INSTRUCTION A
In the records, rename "pedestrian" to "person walking" throughout the stretch from the line containing "I'd be grateful if you could point out where the pedestrian" through the line containing "[[84, 169, 88, 230]]", and change nothing else. Return only those lines.

Start TEXT BLOCK

Post by Betsy Voinovich »

Wow, guys, I'll miss the whole thing.

(Not the trash on the lawns.)

I'll miss, like Grace, the Jumble, that I do most mornings with my kids. (At this point we race.) And like every other American I will miss the comics, the horoscopes, Dear Abby, finding out who's on Letterman.

And I'll miss the front page news, and the Metro pages, the Business news which has been lately more and more about my beloved Collinwood, and the "arts" news that lately has had more and more of a local Cleveland slant.

In a word, I'll miss having a daily paper. When I lived in San Francisco, I read the Chronicle, every day. My landlord got the paper and we all passed it around at the big kitchen table in our Palo Alto house.

When I moved to L.A., I bought an LA Times every day. Great paper. The Chronicle was good paper too. I think I ran into Michael Heaton in that paper for awhile.

End TEXT BLOCK
Start DATA SHOWN

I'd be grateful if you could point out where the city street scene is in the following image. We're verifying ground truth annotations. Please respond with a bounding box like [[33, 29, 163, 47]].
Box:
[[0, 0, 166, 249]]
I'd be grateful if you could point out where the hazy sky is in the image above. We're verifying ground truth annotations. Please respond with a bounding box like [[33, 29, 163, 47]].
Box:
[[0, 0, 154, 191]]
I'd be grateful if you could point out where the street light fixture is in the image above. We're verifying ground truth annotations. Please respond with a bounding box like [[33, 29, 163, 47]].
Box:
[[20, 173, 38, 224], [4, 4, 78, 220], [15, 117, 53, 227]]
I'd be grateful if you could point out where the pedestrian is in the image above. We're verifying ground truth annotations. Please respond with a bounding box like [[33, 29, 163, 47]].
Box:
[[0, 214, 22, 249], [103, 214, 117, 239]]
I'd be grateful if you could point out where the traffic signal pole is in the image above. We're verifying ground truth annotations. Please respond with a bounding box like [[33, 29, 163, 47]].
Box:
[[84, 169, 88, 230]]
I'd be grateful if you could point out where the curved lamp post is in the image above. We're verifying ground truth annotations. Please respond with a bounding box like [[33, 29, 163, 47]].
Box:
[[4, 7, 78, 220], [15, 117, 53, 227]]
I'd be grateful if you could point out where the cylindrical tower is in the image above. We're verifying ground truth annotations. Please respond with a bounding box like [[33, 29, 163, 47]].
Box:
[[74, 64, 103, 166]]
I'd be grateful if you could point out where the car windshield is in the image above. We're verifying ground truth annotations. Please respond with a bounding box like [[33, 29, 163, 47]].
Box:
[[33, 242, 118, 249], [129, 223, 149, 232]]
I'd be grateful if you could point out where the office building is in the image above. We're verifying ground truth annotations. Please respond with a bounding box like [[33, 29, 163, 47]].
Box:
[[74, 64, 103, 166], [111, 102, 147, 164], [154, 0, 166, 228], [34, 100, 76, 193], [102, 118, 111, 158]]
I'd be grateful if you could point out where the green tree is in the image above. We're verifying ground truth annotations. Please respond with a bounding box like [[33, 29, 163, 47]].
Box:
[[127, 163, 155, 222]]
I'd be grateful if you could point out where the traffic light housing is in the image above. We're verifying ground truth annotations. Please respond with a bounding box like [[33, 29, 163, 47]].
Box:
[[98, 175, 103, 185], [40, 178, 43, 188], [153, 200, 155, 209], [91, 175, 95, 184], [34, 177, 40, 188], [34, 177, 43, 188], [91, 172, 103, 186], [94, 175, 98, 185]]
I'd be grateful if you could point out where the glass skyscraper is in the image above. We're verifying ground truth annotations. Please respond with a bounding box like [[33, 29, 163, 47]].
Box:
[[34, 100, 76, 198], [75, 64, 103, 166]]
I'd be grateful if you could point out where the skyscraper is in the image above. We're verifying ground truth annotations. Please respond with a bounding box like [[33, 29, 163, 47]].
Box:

End DATA SHOWN

INSTRUCTION B
In the post about missing a daily paper, which newspaper sections does the sentence beginning "And I'll miss the front page news" name? List them all.

RIGHT ANSWER A
I'd be grateful if you could point out where the person walking is in the image above. We're verifying ground truth annotations. Please respond with a bounding box like [[33, 29, 163, 47]].
Box:
[[0, 214, 22, 249], [103, 214, 117, 239]]
I'd be grateful if you could point out where the traffic signal pole is in the image above. We're verifying ground truth annotations. Please respond with a bounding box like [[33, 29, 163, 47]].
Box:
[[84, 169, 88, 230]]

RIGHT ANSWER B
- front page news
- Metro pages
- Business news
- "arts" news